◆ Opdrachten:
1) Geef uit de passage over het nieuwe Hoogeschoolprogramma letterlijk het stuk terug dat begint bij "Het zou de programma's" en doorloopt tot en met "rekening zou zijn.".
2) Noem alle personen die in de passage over het nieuwe Hoogeschoolprogramma bij naam worden genoemd.

◆ Passage:
◆ ◆ ◆
Het nieuwe Hoogeschoolprogramma
door Prof. Dr. J. Vercoullie, werkend lid
Er is, zooals u wellicht bekend, een nieuw Hoogeschoolprogramma in de maak. Het komt na 37 jaar niet te vroeg. Het is ontworpen door Minister P. Nolf en, als ik het wel heb, reeds door den Senaat aangenomen. Maar Minister C. Huysmans schijnt een ander ontwerp in zijn portefeuille te hebben, zoodat alles weer van voren af aan te beginnen is.
Voor velen tegenwoordig, en ik reken me daar ook bij, moet een hoogeschoolprogramma steunen op de grondstelling van de vrije studiën, wel niet voor de candidatuur maar toch voor het doctoraat.
Dat is in Duitschland en Engeland altijd zoo geweest, en is, sedert het nieuwe statuut, in Nederland nu ook zoo. In Frankri daarentegen, het classieke land van de administratieve reglementeering, is alles tot in de puntjes vastgesteld.
In de candidatuur, waar aan de studenten de nieuwe weg moet gewezen worden dien ze opgaan, moet er een vast programma zijn, maar in de fac. van wijsbegeerte hebben ze veel te veel lesuren, vaak om te komen luisteren naar handboeken die zich zelf opzeggen. Men late hen die handboeken zelf bestudeeren, en men bespreke met hen den inhoud er van of hoe ze ontstaan zijn.
In het doctoraat moeten ze meer gelegenheid hebben om hun neigingen te volgen, en meer vrijen tijd voor eigen studie.
Het ontwerp Nolf beantwoordt aan die opvattingen niet. Het brengt een verzwaarde reglementeering. In het doctoraat blijven een reeks verplichtende vakken; wel heeft in sommige gevallen de student een vrije keus, maar wat is een keus van 4 vakken onder zes aangeduide anders dan een vermomde dwang.
Het stelsel Huysmans voldoet mij nog minder.
Het zou de programma's door de Universiteiten laten opmaken. Nu er zoo vele specialisten zijn, ieder met een klein leergangetje, en hun eigenliefde meebrengt dat ze willen dat hun leergang gevolgd wordt, zou het programma opgemaakt worden naar een spelletje van geven en nemen, waarbij de student het kind van de rekening zou zijn.
◆ ◆ ◆
◆ Gegevensfragmenten:
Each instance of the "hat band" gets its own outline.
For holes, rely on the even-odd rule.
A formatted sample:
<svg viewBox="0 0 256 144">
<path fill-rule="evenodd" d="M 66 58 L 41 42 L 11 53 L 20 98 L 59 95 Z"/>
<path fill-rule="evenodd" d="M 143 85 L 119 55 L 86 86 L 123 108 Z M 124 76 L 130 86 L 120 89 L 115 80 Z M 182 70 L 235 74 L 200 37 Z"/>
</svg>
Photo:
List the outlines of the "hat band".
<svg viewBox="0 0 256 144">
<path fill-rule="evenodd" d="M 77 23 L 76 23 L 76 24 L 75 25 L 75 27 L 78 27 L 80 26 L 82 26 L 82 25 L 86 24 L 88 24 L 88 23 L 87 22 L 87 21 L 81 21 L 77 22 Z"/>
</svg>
◆ ◆ ◆
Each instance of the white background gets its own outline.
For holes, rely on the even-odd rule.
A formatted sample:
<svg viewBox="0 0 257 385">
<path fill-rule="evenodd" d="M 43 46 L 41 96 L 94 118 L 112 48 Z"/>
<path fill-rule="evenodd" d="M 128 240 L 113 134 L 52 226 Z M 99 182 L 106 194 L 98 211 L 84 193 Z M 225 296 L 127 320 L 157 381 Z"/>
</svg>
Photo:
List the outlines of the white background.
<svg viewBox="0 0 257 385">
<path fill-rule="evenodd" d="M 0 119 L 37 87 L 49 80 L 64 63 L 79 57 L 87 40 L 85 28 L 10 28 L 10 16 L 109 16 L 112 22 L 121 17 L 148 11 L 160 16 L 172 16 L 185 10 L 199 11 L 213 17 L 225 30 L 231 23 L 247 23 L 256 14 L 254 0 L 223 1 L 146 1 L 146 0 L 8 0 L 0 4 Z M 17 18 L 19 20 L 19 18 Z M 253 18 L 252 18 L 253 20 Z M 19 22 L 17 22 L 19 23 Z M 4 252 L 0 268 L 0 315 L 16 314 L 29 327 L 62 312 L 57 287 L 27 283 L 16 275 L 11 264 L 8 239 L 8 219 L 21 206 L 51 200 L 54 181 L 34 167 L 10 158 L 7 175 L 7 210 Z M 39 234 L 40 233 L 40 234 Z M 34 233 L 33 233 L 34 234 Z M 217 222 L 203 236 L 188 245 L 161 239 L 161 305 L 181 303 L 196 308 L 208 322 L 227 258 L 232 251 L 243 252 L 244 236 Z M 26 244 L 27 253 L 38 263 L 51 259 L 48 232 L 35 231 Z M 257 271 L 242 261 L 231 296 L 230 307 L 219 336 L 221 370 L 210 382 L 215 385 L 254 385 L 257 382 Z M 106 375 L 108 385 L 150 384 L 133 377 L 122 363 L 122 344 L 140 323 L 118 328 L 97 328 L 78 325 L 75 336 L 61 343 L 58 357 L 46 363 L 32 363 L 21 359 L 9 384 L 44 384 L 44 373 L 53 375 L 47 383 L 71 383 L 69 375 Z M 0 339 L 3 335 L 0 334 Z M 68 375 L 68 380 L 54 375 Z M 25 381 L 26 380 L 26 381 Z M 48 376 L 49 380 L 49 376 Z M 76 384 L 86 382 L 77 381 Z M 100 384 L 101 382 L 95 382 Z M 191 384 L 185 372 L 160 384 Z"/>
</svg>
◆ ◆ ◆
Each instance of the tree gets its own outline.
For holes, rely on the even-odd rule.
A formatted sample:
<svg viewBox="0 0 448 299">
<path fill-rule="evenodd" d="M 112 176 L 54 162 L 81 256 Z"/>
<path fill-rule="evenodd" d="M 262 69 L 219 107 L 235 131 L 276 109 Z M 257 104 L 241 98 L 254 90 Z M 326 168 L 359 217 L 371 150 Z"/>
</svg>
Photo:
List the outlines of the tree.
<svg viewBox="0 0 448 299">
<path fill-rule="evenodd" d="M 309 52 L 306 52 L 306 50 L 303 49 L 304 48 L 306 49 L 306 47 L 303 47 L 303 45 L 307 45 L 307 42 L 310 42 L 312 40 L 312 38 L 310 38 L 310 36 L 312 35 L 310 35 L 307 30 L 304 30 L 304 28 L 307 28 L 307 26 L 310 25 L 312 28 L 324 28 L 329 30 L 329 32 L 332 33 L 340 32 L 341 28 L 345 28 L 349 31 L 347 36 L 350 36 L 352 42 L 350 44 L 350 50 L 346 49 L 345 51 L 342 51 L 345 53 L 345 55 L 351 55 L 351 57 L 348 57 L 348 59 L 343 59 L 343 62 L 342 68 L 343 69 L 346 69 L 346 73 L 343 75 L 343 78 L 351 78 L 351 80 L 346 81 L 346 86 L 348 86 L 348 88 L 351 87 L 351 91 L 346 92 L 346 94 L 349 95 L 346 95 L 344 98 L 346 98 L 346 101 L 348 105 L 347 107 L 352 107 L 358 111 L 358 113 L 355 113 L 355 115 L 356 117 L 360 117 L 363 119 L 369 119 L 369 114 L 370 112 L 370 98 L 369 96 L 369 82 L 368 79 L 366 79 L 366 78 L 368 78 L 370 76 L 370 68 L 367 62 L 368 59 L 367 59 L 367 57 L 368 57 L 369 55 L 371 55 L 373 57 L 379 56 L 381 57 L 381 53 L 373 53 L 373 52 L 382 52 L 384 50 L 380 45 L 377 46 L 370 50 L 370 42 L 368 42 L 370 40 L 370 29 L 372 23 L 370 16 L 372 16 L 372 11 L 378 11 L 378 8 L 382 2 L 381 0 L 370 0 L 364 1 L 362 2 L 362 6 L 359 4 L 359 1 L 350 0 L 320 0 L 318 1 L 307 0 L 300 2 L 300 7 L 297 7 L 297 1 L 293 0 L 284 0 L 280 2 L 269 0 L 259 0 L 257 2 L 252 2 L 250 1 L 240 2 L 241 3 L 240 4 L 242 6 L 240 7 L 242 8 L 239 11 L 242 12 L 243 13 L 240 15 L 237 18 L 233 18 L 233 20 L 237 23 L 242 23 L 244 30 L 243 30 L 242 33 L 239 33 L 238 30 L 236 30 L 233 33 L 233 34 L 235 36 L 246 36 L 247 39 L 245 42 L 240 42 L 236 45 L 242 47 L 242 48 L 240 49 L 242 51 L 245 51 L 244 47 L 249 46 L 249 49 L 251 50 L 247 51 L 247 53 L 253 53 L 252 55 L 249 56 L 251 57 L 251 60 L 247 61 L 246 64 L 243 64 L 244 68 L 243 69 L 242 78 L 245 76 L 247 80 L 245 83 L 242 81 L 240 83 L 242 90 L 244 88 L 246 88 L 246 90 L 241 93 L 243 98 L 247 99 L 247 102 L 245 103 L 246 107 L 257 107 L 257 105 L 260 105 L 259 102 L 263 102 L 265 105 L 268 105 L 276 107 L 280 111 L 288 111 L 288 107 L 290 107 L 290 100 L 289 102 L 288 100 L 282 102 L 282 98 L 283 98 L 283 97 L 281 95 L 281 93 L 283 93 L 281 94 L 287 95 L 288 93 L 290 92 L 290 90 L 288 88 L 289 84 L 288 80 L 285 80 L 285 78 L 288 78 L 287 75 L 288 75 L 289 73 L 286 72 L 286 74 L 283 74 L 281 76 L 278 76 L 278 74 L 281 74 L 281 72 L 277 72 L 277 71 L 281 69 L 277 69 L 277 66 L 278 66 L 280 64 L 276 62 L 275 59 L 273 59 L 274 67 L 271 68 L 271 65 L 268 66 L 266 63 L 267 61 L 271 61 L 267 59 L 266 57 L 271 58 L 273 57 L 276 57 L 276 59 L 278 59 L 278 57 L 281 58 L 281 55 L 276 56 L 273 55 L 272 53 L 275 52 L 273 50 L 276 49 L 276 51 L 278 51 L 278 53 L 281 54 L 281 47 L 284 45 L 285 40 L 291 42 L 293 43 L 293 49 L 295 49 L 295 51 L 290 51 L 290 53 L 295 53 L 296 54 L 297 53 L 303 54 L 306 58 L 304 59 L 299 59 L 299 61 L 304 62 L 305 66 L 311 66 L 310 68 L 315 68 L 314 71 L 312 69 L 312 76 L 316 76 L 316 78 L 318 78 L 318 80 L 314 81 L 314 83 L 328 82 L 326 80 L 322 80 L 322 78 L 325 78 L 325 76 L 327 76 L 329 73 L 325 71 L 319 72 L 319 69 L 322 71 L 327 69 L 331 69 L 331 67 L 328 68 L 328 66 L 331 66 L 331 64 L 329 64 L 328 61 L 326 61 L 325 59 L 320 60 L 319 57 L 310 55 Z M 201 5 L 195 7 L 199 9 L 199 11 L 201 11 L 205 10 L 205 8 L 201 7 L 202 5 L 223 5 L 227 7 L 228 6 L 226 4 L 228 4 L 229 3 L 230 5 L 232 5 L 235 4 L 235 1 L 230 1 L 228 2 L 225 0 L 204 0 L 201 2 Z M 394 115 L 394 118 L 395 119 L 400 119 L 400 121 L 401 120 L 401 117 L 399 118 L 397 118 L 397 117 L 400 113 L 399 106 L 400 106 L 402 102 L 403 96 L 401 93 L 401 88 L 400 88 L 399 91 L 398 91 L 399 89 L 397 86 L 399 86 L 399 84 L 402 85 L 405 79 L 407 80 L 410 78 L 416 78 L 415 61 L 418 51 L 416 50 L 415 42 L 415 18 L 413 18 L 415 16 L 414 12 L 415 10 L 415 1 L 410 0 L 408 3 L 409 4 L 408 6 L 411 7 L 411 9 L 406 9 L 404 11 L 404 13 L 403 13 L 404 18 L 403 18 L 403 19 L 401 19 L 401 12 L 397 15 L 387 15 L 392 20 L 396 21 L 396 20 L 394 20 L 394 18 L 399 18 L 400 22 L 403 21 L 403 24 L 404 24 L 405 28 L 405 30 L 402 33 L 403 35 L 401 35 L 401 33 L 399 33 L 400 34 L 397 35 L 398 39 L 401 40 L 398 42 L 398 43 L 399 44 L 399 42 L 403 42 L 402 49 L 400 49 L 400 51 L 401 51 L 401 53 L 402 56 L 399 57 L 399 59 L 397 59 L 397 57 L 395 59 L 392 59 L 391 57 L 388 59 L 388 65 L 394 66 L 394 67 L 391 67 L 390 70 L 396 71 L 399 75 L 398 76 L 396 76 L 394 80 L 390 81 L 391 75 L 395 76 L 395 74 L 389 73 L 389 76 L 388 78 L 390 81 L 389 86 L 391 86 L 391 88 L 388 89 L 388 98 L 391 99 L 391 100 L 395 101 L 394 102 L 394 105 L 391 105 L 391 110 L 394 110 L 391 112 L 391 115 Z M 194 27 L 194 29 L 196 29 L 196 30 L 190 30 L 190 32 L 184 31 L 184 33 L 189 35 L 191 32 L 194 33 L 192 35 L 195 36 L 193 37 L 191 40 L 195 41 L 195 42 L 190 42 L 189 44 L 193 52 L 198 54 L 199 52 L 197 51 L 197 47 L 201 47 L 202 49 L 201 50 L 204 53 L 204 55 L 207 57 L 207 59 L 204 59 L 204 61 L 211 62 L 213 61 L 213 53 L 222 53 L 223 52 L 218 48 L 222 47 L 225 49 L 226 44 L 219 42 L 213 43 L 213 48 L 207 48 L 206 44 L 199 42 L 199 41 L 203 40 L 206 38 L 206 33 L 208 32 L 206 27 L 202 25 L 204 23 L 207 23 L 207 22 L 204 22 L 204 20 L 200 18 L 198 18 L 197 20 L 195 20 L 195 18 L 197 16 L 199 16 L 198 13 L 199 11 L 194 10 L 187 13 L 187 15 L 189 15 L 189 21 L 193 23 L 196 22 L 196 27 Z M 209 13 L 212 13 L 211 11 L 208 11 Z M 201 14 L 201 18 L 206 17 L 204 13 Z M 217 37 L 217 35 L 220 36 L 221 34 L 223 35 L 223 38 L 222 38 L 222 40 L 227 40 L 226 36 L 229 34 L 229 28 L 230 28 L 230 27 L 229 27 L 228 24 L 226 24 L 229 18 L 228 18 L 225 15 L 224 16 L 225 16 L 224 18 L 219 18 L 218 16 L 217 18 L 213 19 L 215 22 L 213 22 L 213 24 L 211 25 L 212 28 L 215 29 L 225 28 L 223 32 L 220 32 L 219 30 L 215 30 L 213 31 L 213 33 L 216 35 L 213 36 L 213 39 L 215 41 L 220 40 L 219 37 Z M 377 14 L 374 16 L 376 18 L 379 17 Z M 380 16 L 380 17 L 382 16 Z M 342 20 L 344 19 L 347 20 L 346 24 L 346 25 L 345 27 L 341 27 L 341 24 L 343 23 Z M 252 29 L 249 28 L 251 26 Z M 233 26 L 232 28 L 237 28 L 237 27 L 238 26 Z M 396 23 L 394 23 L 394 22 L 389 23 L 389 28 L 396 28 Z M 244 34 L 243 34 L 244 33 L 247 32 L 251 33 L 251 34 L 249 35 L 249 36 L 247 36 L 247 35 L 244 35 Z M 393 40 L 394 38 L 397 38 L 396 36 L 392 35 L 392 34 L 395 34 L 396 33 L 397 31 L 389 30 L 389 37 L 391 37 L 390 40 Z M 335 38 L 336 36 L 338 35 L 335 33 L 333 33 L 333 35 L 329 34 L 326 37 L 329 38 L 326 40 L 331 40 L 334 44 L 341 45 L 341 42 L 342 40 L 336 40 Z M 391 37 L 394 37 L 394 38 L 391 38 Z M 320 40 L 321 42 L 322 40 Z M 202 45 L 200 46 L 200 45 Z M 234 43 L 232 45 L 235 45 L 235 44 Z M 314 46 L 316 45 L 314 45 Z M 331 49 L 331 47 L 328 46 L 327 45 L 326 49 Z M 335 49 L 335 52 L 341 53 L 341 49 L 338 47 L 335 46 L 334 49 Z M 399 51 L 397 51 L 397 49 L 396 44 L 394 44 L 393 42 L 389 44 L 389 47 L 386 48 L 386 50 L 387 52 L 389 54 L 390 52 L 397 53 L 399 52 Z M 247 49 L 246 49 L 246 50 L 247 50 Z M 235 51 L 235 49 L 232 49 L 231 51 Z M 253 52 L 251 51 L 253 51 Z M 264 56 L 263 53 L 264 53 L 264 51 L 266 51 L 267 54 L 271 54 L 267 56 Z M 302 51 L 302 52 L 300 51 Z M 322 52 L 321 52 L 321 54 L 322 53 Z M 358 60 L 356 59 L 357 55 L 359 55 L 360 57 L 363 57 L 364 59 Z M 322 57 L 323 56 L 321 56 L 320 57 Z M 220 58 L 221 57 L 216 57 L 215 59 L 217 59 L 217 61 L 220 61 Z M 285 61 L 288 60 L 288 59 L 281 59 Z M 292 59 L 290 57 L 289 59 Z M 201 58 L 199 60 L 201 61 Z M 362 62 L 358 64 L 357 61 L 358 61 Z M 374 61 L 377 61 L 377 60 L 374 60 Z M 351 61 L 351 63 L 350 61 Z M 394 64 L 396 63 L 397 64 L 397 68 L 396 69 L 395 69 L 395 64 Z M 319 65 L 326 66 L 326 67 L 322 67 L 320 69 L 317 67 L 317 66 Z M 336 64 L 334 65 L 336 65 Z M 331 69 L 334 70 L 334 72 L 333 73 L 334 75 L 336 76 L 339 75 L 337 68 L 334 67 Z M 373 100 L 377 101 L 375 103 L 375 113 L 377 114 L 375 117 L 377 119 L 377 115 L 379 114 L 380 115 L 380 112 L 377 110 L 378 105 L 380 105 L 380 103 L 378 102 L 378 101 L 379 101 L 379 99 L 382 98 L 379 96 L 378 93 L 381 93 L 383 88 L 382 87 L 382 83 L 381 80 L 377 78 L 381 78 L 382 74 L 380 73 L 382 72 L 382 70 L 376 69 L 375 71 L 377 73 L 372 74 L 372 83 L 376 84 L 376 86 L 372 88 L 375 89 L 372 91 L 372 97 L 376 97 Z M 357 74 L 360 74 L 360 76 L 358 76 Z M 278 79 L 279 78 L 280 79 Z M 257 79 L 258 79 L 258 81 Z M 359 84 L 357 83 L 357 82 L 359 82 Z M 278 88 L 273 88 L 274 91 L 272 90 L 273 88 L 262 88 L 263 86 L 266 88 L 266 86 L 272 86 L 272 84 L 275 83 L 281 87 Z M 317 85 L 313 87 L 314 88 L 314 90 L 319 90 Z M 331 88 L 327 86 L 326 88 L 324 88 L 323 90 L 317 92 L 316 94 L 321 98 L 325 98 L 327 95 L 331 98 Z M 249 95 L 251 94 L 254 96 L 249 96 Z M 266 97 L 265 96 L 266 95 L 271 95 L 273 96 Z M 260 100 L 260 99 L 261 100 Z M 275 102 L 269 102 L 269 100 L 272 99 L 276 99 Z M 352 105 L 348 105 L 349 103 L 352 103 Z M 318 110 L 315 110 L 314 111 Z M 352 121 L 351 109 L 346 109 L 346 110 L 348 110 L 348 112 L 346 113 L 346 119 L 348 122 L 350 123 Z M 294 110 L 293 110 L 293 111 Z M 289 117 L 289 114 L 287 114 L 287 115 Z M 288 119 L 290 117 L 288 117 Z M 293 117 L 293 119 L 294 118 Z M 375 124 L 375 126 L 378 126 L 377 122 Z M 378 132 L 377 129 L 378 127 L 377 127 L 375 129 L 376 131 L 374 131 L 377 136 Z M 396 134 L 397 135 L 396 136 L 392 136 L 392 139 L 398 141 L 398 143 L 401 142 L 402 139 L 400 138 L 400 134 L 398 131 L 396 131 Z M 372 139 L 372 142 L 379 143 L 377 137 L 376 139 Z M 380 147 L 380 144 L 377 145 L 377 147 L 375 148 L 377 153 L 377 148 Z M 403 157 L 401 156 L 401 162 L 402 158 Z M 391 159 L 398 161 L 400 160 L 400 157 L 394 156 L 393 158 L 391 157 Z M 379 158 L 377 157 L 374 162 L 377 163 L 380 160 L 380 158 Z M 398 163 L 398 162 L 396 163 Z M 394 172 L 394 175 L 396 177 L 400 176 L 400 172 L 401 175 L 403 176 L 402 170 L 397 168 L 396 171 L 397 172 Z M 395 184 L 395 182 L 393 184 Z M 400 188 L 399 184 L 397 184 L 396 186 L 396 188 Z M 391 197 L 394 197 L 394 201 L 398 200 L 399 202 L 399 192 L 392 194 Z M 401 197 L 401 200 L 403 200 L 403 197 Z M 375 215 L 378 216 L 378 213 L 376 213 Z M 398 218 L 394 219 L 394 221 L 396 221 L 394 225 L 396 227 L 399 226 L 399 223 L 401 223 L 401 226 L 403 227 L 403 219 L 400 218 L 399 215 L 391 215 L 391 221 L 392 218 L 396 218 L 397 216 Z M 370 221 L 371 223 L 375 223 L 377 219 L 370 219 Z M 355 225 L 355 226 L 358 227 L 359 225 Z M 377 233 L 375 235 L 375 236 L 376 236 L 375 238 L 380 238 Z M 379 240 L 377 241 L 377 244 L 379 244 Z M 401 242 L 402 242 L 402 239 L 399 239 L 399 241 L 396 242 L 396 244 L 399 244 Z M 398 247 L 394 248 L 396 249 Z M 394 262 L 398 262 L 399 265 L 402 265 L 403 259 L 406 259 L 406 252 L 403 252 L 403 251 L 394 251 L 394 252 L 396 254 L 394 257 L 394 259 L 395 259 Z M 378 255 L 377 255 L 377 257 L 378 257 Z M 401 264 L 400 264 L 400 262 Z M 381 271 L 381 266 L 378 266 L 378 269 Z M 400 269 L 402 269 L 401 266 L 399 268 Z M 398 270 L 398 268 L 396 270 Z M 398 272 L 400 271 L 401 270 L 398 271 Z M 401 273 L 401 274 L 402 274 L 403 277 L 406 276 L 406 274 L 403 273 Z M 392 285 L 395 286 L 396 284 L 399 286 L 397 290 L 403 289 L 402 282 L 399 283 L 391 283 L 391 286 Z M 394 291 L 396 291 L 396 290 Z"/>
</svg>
◆ ◆ ◆
◆ Verwachte antwoorden:
1)
Het zou de programma's door de Universiteiten laten opmaken. Nu er zoo vele specialisten zijn, ieder met een klein leergangetje, en hun eigenliefde meebrengt dat ze willen dat hun leergang gevolgd wordt, zou het programma opgemaakt worden naar een spelletje van geven en nemen, waarbij de student het kind van de rekening zou zijn.

2)
Prof. Dr. J. Vercoullie
Minister P. Nolf
Minister C. Huysmans